- Information provided:
== == ==

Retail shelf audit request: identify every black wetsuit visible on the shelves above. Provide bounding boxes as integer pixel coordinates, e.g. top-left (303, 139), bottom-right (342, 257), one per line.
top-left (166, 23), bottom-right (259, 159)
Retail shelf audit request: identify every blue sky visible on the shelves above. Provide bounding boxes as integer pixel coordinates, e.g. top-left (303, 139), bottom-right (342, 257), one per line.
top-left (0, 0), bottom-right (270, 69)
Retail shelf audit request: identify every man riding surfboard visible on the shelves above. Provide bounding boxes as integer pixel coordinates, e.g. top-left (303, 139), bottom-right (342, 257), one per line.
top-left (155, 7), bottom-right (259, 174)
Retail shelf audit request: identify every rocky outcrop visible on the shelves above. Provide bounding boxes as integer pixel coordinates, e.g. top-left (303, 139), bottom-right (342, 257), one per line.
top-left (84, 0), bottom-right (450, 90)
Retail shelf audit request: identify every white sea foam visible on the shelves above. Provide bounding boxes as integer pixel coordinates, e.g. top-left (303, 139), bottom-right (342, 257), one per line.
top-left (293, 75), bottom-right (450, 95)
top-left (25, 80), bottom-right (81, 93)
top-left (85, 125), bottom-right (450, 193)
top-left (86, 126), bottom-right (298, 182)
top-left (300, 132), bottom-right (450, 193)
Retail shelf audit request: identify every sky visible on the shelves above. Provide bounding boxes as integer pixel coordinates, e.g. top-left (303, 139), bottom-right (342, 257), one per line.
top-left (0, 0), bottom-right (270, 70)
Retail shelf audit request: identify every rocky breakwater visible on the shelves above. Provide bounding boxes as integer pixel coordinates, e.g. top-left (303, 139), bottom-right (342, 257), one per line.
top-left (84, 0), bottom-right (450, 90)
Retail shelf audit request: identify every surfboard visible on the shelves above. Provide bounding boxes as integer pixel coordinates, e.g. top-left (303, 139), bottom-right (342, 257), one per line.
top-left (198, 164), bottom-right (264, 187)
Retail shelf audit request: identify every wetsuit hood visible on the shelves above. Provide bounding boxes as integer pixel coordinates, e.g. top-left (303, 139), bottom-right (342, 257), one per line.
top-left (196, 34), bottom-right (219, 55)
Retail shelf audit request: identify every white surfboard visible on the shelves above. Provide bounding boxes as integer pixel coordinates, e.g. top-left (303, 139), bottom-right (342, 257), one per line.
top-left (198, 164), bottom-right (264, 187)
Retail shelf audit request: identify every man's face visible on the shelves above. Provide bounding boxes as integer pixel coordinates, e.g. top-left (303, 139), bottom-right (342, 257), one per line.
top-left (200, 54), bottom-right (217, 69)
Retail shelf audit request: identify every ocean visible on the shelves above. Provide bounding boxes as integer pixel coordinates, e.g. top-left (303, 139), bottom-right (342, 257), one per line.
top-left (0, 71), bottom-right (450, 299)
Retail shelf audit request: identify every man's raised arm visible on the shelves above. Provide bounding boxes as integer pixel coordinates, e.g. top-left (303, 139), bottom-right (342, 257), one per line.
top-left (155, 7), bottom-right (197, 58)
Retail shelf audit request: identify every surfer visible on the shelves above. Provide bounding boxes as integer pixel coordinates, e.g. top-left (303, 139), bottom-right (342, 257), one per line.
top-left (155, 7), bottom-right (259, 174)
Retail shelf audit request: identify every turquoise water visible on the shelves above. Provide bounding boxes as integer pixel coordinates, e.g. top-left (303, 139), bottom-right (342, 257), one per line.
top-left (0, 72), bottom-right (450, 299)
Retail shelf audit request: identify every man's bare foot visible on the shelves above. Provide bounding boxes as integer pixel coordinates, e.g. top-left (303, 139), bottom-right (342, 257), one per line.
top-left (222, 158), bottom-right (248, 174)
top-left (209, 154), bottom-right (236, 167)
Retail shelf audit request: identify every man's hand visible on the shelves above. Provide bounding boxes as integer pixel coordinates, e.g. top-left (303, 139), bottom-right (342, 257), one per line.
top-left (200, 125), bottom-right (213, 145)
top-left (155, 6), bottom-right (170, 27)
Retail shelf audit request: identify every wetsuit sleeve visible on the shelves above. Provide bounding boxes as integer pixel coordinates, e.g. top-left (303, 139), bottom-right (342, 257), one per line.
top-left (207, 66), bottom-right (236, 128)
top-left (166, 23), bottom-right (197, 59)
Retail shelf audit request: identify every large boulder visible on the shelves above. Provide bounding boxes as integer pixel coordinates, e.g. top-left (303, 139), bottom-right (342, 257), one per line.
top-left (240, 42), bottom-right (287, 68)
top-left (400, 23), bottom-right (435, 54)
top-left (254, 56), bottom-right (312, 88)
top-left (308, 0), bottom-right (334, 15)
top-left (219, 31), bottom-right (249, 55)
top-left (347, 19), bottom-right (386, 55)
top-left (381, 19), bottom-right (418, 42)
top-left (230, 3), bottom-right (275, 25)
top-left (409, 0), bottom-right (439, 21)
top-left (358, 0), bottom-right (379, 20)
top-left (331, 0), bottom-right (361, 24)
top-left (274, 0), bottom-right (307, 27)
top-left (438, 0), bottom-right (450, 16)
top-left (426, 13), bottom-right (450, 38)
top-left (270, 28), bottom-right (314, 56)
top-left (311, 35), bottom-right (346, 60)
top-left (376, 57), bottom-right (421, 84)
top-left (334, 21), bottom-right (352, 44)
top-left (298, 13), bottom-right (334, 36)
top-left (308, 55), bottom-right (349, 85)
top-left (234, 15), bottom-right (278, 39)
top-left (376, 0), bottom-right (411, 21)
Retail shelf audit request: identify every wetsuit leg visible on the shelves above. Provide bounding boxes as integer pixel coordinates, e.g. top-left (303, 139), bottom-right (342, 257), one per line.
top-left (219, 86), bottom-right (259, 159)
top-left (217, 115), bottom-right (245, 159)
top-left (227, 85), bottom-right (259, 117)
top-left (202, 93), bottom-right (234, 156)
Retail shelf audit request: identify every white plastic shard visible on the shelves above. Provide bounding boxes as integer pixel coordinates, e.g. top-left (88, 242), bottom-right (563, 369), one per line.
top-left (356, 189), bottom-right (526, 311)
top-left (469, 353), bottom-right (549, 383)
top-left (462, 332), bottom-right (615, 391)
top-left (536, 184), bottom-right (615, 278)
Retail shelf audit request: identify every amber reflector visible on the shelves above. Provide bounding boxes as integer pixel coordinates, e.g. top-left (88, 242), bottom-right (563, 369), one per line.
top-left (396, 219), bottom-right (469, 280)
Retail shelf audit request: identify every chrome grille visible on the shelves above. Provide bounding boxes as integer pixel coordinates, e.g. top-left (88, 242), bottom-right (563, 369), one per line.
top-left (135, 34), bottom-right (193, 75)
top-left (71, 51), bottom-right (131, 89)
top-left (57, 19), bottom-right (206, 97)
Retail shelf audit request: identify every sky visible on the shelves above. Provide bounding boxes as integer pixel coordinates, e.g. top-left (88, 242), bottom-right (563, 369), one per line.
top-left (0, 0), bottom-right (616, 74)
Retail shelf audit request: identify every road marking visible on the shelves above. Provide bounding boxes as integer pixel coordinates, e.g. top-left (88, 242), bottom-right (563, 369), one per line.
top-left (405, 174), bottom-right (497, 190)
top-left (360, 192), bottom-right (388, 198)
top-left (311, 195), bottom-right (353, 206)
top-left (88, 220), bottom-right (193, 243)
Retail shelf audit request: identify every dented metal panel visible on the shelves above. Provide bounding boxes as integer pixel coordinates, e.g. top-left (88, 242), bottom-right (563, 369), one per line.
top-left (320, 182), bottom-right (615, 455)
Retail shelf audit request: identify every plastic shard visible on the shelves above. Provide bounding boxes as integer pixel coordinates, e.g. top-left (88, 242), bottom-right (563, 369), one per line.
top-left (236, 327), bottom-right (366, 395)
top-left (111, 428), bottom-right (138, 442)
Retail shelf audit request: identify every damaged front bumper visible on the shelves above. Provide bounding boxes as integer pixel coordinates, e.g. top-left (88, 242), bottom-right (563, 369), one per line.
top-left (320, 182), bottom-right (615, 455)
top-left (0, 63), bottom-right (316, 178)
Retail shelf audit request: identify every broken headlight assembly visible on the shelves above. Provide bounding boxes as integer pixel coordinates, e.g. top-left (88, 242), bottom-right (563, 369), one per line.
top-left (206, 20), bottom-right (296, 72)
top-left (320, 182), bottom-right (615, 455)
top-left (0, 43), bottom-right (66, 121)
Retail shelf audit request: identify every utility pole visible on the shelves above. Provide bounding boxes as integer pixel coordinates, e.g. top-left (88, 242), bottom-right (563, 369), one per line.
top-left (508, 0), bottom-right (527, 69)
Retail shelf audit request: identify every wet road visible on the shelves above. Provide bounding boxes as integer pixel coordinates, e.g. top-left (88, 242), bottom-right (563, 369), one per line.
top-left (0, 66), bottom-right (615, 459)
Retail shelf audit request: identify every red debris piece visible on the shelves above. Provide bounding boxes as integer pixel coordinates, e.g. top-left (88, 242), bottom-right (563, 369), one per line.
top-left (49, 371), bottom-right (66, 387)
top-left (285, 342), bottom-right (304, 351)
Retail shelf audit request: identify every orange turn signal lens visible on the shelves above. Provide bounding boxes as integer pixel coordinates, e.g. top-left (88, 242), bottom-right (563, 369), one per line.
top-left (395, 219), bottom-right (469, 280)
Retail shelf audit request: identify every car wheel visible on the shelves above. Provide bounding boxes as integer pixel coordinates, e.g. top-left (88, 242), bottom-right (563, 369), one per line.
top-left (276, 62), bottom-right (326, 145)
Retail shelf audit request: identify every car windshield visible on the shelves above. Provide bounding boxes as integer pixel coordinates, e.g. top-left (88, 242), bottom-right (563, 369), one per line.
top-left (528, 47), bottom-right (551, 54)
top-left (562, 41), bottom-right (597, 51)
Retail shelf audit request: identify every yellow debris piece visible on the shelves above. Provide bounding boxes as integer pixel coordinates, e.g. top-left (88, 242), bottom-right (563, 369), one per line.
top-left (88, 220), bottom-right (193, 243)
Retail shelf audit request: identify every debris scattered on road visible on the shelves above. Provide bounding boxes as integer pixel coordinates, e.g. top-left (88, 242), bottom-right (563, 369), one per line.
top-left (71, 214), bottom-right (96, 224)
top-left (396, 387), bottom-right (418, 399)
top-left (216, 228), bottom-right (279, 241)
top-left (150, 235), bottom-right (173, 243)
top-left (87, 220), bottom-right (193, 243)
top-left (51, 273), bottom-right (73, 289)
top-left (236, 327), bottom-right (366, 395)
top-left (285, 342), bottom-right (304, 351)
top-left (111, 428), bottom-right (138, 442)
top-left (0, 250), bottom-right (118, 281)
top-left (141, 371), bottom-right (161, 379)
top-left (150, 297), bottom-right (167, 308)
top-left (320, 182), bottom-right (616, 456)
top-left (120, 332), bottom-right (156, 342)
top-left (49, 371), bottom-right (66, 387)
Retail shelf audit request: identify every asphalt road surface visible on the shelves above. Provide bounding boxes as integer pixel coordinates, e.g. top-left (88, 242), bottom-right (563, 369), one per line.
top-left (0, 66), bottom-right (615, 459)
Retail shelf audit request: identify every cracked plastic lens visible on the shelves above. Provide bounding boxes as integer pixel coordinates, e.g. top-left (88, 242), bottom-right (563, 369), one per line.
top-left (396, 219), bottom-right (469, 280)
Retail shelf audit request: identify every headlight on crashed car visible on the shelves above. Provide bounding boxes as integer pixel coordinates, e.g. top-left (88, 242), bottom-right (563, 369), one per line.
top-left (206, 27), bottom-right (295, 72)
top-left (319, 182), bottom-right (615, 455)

== == ==

- Written instruction: Find the line containing "Retail shelf audit request: identify every asphalt" in the material above. Print it and every line after it through the end, exactly and only those.

- Task answer:
Retail shelf audit request: identify every asphalt road surface visible on the shelves above. Provide bounding boxes as integer pixel coordinates, e.g. top-left (88, 242), bottom-right (563, 369), one per line.
top-left (0, 66), bottom-right (615, 459)
Retail shelf audit request: identify every cracked plastic lens visible on the shelves above. Provide bounding boxes as integer pixel coordinates, e.g. top-left (88, 242), bottom-right (563, 369), one per line.
top-left (396, 219), bottom-right (469, 280)
Retail shelf audit request: identify every headlight on crashed car visible on the shelves above. Provide bounding boxes as integer pixel coordinates, e.g. top-left (88, 242), bottom-right (563, 369), one per line.
top-left (206, 27), bottom-right (295, 72)
top-left (319, 182), bottom-right (615, 455)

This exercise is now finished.